*What to do*
Please show each line of the listing below that contains the word "mountain", copied in full.

— Begin Record extracts —

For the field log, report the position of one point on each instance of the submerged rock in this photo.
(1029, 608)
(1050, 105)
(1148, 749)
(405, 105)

— End Record extracts —
— Begin Record extracts —

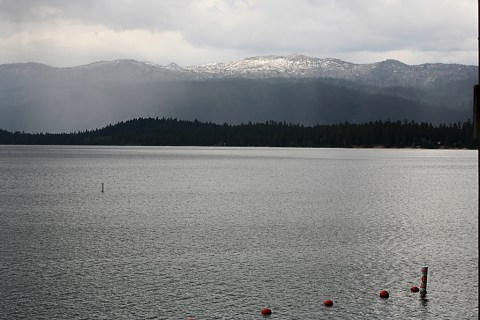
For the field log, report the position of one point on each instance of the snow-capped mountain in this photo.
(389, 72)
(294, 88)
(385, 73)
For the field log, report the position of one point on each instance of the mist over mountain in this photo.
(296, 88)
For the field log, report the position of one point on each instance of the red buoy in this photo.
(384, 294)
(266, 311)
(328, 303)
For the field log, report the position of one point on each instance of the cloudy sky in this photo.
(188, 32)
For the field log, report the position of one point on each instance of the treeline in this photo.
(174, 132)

— End Record extracts —
— Begin Record extracts —

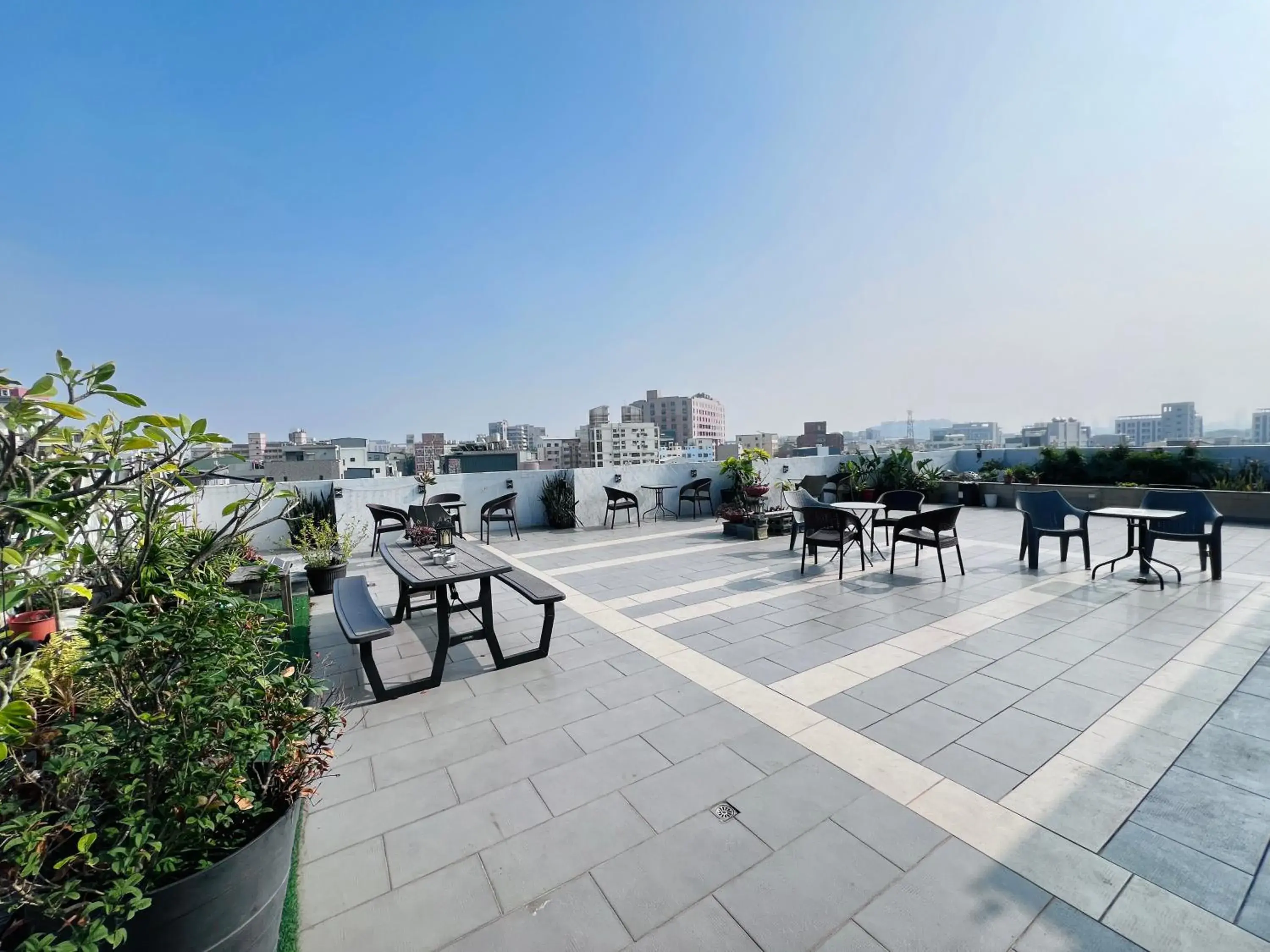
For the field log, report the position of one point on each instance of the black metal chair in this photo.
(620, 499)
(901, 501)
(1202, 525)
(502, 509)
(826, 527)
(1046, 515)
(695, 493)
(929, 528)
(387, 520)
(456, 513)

— End Record extracts —

*Final result*
For the field log, report the position of one point on each instance of the snow-capped mountain in this photo.
For the field log, report the position of one point on each instance of the mist over mountain in this photo.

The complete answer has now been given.